(Stored records)

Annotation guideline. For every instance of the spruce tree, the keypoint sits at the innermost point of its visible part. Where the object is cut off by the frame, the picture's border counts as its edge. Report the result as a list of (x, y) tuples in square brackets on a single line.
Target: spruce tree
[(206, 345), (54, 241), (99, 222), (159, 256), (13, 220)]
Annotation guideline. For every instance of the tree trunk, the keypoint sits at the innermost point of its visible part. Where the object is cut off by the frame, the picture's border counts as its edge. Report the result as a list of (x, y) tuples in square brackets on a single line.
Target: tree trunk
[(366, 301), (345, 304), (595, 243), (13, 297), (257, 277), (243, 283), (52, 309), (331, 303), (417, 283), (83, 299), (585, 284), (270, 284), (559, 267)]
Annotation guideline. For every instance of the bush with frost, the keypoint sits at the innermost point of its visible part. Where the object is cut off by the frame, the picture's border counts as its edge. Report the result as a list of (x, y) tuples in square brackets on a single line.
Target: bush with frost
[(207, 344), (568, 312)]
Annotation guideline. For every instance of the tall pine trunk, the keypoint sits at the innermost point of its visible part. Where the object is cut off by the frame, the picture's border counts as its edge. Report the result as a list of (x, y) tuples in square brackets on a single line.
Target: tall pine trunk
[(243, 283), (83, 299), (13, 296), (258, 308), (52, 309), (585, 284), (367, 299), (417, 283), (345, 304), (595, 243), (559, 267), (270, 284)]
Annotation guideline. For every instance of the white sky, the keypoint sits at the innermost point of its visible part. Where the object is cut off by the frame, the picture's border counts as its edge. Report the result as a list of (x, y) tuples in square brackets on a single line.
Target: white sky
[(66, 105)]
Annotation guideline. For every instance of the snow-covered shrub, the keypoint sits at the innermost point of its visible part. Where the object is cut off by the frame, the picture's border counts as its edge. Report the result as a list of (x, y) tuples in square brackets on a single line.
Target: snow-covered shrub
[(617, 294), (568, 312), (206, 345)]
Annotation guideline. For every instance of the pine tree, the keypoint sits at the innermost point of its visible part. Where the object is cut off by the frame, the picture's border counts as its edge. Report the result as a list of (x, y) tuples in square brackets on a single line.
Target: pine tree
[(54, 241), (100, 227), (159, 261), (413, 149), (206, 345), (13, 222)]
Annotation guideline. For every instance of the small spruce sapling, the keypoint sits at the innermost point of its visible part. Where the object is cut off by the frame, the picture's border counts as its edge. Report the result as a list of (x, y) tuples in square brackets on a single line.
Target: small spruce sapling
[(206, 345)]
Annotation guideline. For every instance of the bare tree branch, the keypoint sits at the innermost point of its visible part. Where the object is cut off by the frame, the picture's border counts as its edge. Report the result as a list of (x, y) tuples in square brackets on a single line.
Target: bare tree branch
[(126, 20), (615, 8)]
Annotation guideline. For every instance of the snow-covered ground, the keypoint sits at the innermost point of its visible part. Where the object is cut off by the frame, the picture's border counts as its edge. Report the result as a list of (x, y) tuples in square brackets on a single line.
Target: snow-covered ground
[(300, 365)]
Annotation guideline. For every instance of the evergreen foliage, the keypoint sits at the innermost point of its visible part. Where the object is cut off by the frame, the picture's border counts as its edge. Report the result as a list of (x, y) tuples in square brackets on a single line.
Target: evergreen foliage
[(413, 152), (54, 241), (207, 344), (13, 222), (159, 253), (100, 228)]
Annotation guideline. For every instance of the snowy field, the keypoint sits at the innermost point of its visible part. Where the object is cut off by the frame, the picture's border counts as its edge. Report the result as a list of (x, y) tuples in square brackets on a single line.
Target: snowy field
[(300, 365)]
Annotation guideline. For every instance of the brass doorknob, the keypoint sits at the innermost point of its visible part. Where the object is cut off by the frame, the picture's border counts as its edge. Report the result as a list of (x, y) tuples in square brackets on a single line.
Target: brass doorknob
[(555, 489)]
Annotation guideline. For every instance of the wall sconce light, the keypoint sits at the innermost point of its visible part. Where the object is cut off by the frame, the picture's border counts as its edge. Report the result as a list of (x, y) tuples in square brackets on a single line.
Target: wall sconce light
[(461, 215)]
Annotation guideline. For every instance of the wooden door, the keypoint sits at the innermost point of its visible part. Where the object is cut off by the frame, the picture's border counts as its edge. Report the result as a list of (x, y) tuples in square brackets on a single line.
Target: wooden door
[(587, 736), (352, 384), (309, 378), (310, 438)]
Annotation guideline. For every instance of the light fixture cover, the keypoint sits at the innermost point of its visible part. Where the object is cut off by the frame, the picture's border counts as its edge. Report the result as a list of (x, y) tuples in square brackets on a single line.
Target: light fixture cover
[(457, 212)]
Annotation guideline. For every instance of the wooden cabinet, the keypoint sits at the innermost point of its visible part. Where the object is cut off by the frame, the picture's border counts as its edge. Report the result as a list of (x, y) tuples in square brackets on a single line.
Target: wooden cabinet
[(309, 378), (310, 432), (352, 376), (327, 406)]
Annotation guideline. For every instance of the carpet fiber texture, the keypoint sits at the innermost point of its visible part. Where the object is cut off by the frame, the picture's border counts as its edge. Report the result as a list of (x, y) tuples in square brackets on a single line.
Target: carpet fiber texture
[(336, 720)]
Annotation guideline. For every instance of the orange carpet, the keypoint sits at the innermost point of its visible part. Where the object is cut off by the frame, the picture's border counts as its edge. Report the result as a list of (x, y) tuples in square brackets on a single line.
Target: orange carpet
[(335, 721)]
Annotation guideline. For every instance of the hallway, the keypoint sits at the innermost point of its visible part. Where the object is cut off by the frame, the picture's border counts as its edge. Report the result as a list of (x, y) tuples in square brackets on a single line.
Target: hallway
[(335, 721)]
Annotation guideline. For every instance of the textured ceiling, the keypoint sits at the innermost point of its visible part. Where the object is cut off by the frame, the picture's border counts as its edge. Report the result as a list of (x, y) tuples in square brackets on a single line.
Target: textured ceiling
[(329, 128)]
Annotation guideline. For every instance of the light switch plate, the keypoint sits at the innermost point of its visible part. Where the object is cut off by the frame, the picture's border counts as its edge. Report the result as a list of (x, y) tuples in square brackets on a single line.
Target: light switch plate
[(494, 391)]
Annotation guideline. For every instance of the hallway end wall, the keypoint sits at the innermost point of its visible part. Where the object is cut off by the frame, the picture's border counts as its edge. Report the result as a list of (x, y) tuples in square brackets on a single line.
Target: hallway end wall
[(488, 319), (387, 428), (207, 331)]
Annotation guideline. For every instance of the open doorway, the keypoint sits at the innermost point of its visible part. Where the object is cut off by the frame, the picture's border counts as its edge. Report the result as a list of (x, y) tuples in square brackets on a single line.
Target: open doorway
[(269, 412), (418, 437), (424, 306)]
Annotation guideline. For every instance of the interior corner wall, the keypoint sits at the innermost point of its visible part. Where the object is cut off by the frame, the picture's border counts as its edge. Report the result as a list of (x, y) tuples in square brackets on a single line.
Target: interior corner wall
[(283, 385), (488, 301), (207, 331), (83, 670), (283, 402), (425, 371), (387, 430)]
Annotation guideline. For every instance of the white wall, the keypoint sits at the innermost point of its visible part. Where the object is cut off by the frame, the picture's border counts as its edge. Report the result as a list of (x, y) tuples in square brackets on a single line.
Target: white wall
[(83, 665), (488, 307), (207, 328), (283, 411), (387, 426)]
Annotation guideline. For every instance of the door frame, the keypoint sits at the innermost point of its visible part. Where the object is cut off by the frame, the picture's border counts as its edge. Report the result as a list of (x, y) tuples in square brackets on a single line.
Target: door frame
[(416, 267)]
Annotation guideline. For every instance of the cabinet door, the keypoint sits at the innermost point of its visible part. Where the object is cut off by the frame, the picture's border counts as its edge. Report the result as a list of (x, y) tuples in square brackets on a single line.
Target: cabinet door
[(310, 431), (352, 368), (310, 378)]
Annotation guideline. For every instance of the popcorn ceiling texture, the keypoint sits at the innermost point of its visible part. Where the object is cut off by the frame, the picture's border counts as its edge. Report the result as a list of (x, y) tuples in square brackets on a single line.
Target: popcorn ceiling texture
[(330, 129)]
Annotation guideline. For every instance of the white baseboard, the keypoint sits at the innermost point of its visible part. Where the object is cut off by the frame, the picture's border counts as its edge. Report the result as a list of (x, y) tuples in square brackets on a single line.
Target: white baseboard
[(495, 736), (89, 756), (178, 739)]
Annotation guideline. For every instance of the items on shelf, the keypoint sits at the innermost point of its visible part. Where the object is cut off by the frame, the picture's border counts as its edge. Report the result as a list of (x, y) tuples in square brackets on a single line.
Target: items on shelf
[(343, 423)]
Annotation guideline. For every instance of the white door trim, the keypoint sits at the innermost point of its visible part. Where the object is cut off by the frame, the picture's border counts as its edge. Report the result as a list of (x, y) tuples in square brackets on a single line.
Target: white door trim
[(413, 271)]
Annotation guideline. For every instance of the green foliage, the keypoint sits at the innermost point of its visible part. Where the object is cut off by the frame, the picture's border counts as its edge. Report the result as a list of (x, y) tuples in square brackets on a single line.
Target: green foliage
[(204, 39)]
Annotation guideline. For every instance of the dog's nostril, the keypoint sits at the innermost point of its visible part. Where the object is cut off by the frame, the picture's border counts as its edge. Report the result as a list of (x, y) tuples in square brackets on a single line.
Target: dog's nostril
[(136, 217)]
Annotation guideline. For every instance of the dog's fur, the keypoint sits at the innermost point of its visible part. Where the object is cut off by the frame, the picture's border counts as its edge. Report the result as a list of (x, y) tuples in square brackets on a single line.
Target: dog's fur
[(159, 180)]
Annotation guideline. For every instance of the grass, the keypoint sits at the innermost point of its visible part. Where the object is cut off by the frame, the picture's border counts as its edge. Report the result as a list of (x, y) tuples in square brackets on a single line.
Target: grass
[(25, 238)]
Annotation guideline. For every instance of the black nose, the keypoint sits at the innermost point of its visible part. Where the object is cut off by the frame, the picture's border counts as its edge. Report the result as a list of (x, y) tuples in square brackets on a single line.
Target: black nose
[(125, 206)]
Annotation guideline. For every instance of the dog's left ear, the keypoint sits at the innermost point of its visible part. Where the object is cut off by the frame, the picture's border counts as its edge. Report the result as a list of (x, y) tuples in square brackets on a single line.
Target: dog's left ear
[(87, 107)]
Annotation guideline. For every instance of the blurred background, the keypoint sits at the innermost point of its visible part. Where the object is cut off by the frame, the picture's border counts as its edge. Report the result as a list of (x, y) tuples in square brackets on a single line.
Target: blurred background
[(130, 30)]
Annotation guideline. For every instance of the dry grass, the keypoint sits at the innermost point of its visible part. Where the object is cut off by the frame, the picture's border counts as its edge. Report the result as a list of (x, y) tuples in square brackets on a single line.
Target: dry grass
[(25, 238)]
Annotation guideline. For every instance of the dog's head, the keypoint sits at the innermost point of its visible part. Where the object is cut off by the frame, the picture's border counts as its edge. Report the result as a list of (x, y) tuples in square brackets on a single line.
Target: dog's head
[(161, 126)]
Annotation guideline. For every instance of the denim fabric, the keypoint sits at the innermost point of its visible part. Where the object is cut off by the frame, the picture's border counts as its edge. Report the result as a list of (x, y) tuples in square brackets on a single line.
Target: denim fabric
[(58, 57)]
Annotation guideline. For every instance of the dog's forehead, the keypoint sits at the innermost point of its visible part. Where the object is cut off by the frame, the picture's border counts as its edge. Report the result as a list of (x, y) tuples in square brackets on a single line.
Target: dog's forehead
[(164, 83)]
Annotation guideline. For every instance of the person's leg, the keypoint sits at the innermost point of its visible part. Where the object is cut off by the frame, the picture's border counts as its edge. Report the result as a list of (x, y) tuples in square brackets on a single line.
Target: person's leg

Written request
Copy out the records from the line containing "Annotation guideline. For every instance of the hallway end" down to the line containing "[(83, 665), (488, 307), (207, 328), (283, 411), (387, 426)]", including both of those lines.

Output
Annotation guideline. For every instance of the hallway end wall, the keypoint sits at the innermost point of its visible part. Where the object is cut off by the frame, the picture's border counts as its edge. Report the result as a list of (x, y) tuples in square brackets on a single line.
Target: hallway end wall
[(488, 319), (387, 428), (207, 331)]
Annotation guideline. For every instance of the open doorway, the keypoint sits at the innermost point of its visible part. Where the object is cut off by the frame, the picture's border counts as its edge. Report the result as a list of (x, y) tuples in square brackets on a single line.
Target: open doorway
[(269, 412), (418, 437), (424, 306)]
Annotation guideline. For every instance of the interior corner wall, the keypoint sits at the innermost point of its visible part. Where the object is cut off by the frame, the picture's border counts as its edge. Report the result as a list of (x, y) tuples in square brackets on a single line.
Target: interior corner wall
[(283, 385), (488, 301), (207, 331), (83, 670), (283, 402), (425, 371), (387, 430)]
Annotation guideline. For every instance of the white wall, the keypoint sits at the innermost point of its visible part. Where the object is cut off by the frame, the picture's border counts as its edge. Report the result as a list of (x, y) tuples in square brackets on a single line.
Target: white wall
[(83, 665), (488, 307), (207, 328), (283, 411), (387, 426)]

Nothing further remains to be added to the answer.